(Source information)

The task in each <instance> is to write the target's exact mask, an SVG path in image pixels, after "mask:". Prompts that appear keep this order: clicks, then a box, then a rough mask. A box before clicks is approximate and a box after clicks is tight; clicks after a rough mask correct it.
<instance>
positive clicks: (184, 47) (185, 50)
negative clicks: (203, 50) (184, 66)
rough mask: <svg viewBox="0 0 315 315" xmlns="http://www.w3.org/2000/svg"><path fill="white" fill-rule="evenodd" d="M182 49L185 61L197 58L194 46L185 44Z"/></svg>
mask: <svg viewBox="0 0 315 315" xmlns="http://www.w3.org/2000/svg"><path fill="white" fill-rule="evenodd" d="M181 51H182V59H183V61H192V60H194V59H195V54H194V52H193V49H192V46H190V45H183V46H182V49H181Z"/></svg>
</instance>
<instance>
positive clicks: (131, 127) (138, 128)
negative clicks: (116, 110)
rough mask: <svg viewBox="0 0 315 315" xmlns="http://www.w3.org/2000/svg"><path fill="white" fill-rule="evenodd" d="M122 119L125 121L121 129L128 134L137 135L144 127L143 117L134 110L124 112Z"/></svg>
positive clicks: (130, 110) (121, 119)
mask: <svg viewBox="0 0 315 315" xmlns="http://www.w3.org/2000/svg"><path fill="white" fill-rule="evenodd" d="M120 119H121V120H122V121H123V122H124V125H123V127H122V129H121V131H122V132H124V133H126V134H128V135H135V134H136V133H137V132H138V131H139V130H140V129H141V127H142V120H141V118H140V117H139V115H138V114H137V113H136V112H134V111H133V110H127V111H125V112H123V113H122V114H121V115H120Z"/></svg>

(End Source information)

### [Directions]
The lines from the one holding "119L125 121L121 129L128" to the end of the entries are to be repeated exactly, with both ends included and nothing else.

### [Answer box]
rough mask: <svg viewBox="0 0 315 315" xmlns="http://www.w3.org/2000/svg"><path fill="white" fill-rule="evenodd" d="M122 119L125 121L121 129L128 134L137 135L144 127L143 117L134 110L124 112Z"/></svg>
positive clicks: (130, 110) (121, 119)
mask: <svg viewBox="0 0 315 315" xmlns="http://www.w3.org/2000/svg"><path fill="white" fill-rule="evenodd" d="M120 119H121V120H122V121H123V122H124V125H123V127H122V129H121V131H122V132H124V133H126V134H128V135H135V134H136V133H137V132H138V131H139V130H140V129H141V127H142V120H141V118H140V117H139V115H138V114H137V113H136V112H134V111H133V110H127V111H125V112H123V113H122V114H121V115H120Z"/></svg>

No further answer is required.